— Questions de compréhension —
a: Répondez aux questions suivantes sur l'extrait consacré à l'étude échographique.
(i) Quel logiciel a servi aux analyses statistiques ?
(ii) Combien de figurants ont été pris en charge au total durant les six stages ?
(iii) Quel pourcentage des coupes a été réalisé par des médecins sans formation à l'échographie universitaire ou institutionnelle ?
b: Rédigez la suite de l'extrait consacré à l'étude échographique, en partant de sa dernière phrase.

— Extrait choisi —
Analyse statistique 

Les résultats ont été inclus dans une base de données Microsoft® Office Excel (Microsoft, Redmond, Etats-Unis). Les analyses statistiques ont été réalisées à partir du logiciel de statistiques R® (R Foundation for Statistical Computing, Vienne, Autriche). Les caractéristiques des échographies réalisées et des médecins stagiaires les ayant effectuées ont été décrites en effectif et en pourcentage pour les variables qualitatives et en médiane avec écarts interquartiles pour les variables continues. Le test de Wilcoxon- Mann Whitney (variables quantitatives) et le test exact de Fisher (variables qualitatives) ont été utilisés pour tester les différences entre les variables mesurées. Le degré de significativité p est fixé à 0,05.

Résultats

Au total, durant les six stages, 306 figurants ont été pris en charge par 27 médecins stagiaires. 66 (21,5%) d’entre eux ont bénéficié d’une prise en charge échoguidée réussie .

Trois catégories de blessures ont été identifiées : les traumatismes prédominant à l’abdomen (n = 31), thoraciques (n = 14) et celui regroupant les traumatismes céphaliques et des membres (n = 21). 35 (53 %) des coupes étaient réalisées sur des figurants instables. 42 (64%) séquences échographiques ont été réalisées par des médecins déclarant une pratique régulière (au moins hebdomadaire). 47 % l’ont été par des médecins ayant bénéficié d’une formation à l’urgence (CAMU ou DESC). 79 % des coupes ont été réalisées par des médecins n’ayant pas bénéficié d’une formation à l’échographie universitaire ou institutionnelle. Les caractéristiques des 27 médecins qui ont participé à l’étude ont été recueillies .

Données issues d'une source:
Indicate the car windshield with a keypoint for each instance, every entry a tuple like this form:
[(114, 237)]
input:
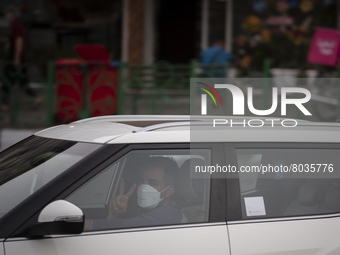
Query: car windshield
[(32, 163)]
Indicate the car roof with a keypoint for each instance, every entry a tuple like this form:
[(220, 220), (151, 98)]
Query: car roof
[(185, 128)]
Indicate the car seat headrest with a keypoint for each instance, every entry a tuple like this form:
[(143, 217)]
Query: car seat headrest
[(189, 188)]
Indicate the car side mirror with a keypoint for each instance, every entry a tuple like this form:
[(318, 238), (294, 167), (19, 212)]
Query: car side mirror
[(58, 218)]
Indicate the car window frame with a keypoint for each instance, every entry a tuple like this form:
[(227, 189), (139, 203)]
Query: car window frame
[(113, 153), (234, 203)]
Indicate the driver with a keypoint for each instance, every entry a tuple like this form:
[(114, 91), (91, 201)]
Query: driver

— Corrigé —
a:
(i) Le logiciel de statistiques R® (R Foundation for Statistical Computing, Vienne, Autriche).
(ii) 306 figurants.
(iii) 79 %.

b:
Le taux de faisabilité, c’est-à dire le taux de réussite en moins de 180 secondes, s’établissait dans notre étude à 44 %. La typologie de blessure et la stabilité hémodynamique du blessé ne semblaient pas influer sur la faisabilité (p = 0,53; p = 0,46), de même que la seule formation à l’échographie (p = 0,56), ou le type de cursus du médecin (p = 0,14). On constatait une augmentation significative de la faisabilité chez les médecins ayant une pratique régulière de l’échographie (p = 0,08). En termes de réussite en dehors de toute notion de délai, on observait une obtention des images dans 94 % des cas (n = 62/66).

Le délai médian d’obtention des images était de 192 secondes. Chez les praticiens qui déclaraient une activité régulière le délai médian était inférieur d’une minute (174 secondes contre 257 sec; p = 0,01). La formation universitaire ou institutionnelle à l’échographie ne semblait pas raccourcir les délais d’obtention des images (209 sec contre 190 sec; p = 0,99). Lorsque le schéma choisi était l’E-FAST on constatait un raccourcissement significatif des délais par rapport à la POCUS (médiane de 190 sec contre 200 sec; p = 0,02).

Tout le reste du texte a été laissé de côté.